__What this task involves__
When you reproduce the entries below, keep each one exact and drop any pictures.

__Records shown__
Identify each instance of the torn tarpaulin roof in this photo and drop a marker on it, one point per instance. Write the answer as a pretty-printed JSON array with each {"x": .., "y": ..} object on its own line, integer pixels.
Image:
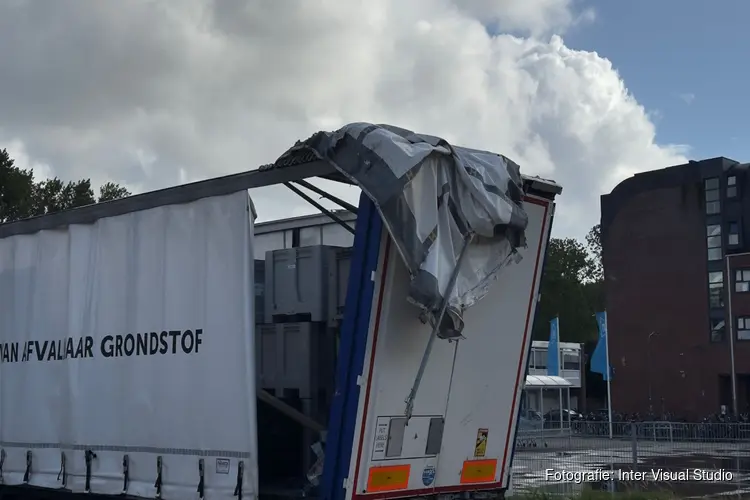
[{"x": 432, "y": 196}]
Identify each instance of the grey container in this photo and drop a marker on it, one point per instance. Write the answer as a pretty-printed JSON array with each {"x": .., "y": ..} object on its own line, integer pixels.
[
  {"x": 338, "y": 285},
  {"x": 297, "y": 358},
  {"x": 260, "y": 286},
  {"x": 297, "y": 281}
]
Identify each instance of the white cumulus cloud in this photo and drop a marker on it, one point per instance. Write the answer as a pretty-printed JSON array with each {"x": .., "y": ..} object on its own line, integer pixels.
[{"x": 150, "y": 94}]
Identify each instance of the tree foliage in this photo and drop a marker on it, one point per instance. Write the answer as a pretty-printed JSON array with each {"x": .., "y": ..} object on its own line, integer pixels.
[
  {"x": 572, "y": 288},
  {"x": 21, "y": 196}
]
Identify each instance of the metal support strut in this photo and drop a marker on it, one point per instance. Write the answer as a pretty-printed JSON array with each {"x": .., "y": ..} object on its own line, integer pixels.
[
  {"x": 62, "y": 476},
  {"x": 435, "y": 328},
  {"x": 238, "y": 487},
  {"x": 125, "y": 473},
  {"x": 320, "y": 207},
  {"x": 201, "y": 484},
  {"x": 346, "y": 206},
  {"x": 157, "y": 483},
  {"x": 27, "y": 474},
  {"x": 89, "y": 456}
]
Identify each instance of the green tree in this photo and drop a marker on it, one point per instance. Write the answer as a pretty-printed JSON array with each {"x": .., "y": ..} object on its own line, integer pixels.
[
  {"x": 22, "y": 197},
  {"x": 594, "y": 245},
  {"x": 16, "y": 190},
  {"x": 571, "y": 289},
  {"x": 111, "y": 191}
]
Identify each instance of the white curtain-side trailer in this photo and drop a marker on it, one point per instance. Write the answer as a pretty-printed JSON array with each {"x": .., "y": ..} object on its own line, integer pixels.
[{"x": 127, "y": 350}]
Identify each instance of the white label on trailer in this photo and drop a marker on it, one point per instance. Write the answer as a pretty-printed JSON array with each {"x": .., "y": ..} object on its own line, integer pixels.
[
  {"x": 381, "y": 438},
  {"x": 223, "y": 465}
]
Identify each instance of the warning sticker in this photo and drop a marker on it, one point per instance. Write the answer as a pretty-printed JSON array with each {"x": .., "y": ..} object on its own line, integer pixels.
[{"x": 480, "y": 448}]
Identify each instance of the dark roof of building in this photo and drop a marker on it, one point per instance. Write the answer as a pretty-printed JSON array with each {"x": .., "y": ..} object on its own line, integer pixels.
[{"x": 677, "y": 175}]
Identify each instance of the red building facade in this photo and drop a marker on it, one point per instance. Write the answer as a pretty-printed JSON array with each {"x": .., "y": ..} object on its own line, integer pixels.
[{"x": 667, "y": 239}]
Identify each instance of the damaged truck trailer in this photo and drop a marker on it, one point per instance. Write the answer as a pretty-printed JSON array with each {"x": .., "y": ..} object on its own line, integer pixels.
[{"x": 130, "y": 351}]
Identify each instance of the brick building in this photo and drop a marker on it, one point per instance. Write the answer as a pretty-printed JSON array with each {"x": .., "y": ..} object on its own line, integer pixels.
[{"x": 668, "y": 239}]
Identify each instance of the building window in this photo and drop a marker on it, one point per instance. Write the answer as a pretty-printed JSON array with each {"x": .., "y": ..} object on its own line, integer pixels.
[
  {"x": 717, "y": 330},
  {"x": 540, "y": 359},
  {"x": 743, "y": 328},
  {"x": 742, "y": 280},
  {"x": 713, "y": 205},
  {"x": 716, "y": 289},
  {"x": 731, "y": 186},
  {"x": 571, "y": 361},
  {"x": 733, "y": 234},
  {"x": 713, "y": 241}
]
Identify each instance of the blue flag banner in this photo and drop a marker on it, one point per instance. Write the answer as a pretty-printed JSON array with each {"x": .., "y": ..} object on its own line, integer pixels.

__Output of the task__
Identify each instance of the torn tarpaulin roof in this photo and drop a marker on it, one point per instance. Write the answer as a pretty-printed JSON array with each {"x": .., "y": ..} object on its own line, integer pixels.
Image:
[{"x": 432, "y": 196}]
Identify each instance of the grey container in this photo and drop a marker on it, one point per instance. Write the answer as a pretty-printed JSON array with each {"x": .., "y": ..} object on its own line, integer pixels.
[
  {"x": 338, "y": 285},
  {"x": 297, "y": 358},
  {"x": 260, "y": 286},
  {"x": 297, "y": 281}
]
Identify each instance of the white cumulus cloud in this photo and drop a marker on it, one point per instance. Write the answer as a pretty-printed JSON array with each {"x": .., "y": ..} object on its own line, integer pixels.
[{"x": 150, "y": 94}]
Identify each instance of the tree foliage in this photo and drop a marker on it, one point per instance. Write the answer as a pretty-printed JSON array with each {"x": .., "y": ..} object on its own line, integer pixels.
[
  {"x": 572, "y": 288},
  {"x": 21, "y": 196}
]
Identify each instance of the metal support strut in this photo and drop a marker on it, one point per instance. Write the answer as a pretty-printed JSON array with each {"x": .., "y": ..} object on its own line, integer pixels.
[
  {"x": 62, "y": 476},
  {"x": 435, "y": 328},
  {"x": 238, "y": 487},
  {"x": 125, "y": 473},
  {"x": 320, "y": 207},
  {"x": 201, "y": 484},
  {"x": 346, "y": 206},
  {"x": 157, "y": 483},
  {"x": 27, "y": 474},
  {"x": 89, "y": 456}
]
Identify each instance of the green tree in this photo and drop a marker on it, one point per instance. Write the answer as a pretty-printed JSON array with each {"x": .., "y": ..} object on its own line, integer pixels.
[
  {"x": 22, "y": 197},
  {"x": 594, "y": 245},
  {"x": 16, "y": 190},
  {"x": 571, "y": 289},
  {"x": 111, "y": 191}
]
Identify each instance of the white curtain-side trailer in this photo and drop a marker on it, one point per instance. Write the answer as a pretty-printed JSON array with each {"x": .., "y": ..} object on its own line, integer pixels.
[{"x": 127, "y": 350}]
Identify each instance of the white label on trailer in this photo and drop a marker on it, one point per instance. Write the answer as a pretty-printed JSON array with each {"x": .., "y": ..} object on its own line, integer pixels.
[
  {"x": 381, "y": 438},
  {"x": 223, "y": 465}
]
Identify each instance of the warning sticker in this photo and drop a marker on it, one point per instance. Write the answer as a pretty-printed JSON array with each {"x": .., "y": ..} object on its own line, integer pixels.
[{"x": 480, "y": 448}]
Identify each instance of the dark roof of building in this photo and drop a marker on it, one point per instance. Write the answer as a pretty-printed JSON array with each {"x": .., "y": ..} object on its own line, integer pixels.
[{"x": 677, "y": 175}]
Identify each instance of the red building facade in this photo and drop a marker on it, one point per instance. Write the answer as a pretty-printed JSON array with each {"x": .., "y": ..} object on its own line, integer pixels.
[{"x": 667, "y": 239}]
Identify each instance of the damaged truck trailer in this photo and drop a marker on it, one point per instance. Write the answer as a pretty-printed JSON array with each {"x": .., "y": ..} object on its own line, integer pixels.
[{"x": 130, "y": 351}]
Identify each instance of the brick building in this photo and drop a marker on it, one point per instance. Write the answer as a pretty-printed JSON array with each {"x": .., "y": ..} object on its own line, integer pixels.
[{"x": 668, "y": 239}]
Identify each instance of the building window in this photo and drop a marker on it, one point per instance. Write the answer as a pretty-printed JSON array with each {"x": .., "y": ..} object on its own line, integer pixels.
[
  {"x": 717, "y": 330},
  {"x": 540, "y": 359},
  {"x": 743, "y": 328},
  {"x": 742, "y": 280},
  {"x": 713, "y": 205},
  {"x": 716, "y": 289},
  {"x": 731, "y": 186},
  {"x": 571, "y": 361},
  {"x": 733, "y": 234},
  {"x": 713, "y": 241}
]
Identify each instance of the blue flag banner in this photo and drop a marker on it, one point per instance. Write the answer as a pretty-printed JSON array with each {"x": .., "y": ..} object on its own line, integer pixels.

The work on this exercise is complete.